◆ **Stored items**
########################################
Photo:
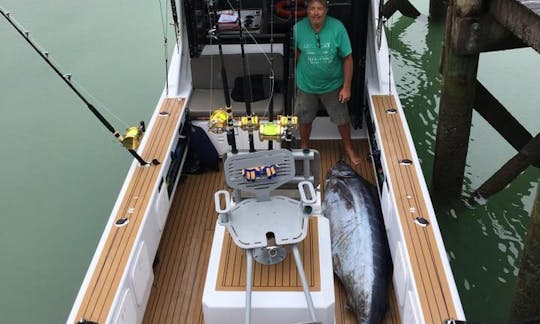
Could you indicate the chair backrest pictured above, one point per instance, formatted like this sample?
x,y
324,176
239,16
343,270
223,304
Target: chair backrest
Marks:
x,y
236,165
########################################
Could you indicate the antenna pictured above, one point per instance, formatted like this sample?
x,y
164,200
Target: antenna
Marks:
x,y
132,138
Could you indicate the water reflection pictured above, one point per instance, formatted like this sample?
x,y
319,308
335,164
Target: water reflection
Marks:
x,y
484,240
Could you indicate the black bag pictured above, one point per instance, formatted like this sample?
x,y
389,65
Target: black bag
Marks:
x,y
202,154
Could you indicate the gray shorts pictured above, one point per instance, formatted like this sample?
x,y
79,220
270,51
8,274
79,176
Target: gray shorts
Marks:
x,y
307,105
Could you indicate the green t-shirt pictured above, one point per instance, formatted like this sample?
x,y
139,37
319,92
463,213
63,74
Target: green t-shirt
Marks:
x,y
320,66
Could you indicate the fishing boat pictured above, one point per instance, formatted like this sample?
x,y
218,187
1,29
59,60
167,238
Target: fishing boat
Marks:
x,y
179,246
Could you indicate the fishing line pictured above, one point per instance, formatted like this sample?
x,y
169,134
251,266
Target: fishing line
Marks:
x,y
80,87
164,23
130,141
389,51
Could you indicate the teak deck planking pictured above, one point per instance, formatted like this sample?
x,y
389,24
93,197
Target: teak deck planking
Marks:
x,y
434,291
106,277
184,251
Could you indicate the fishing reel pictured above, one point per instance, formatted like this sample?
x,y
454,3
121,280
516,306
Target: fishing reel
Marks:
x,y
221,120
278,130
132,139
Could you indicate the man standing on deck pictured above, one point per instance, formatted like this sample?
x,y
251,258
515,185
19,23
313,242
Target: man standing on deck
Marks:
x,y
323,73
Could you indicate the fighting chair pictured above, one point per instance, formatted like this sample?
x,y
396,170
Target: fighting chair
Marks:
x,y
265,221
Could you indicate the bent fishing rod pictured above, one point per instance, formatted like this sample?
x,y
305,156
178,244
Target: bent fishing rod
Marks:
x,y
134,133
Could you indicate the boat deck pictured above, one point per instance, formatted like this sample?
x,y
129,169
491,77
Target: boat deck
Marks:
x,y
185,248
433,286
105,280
########################################
◆ **Task objective**
Wherever the string "deck" appears in the records above, copy the line it sits in.

◆ **Answer section**
Could you indicate the teak deck planking pictured above, one point per instance, formatted like this sample?
Target: teak deck planking
Could you indicate the man standing on deck pictured above, one point per instance, formatted like this sample?
Target: man standing on deck
Could you indicate the boat deck pictured above, one point per instance, formatted like this sample?
Target: boat deck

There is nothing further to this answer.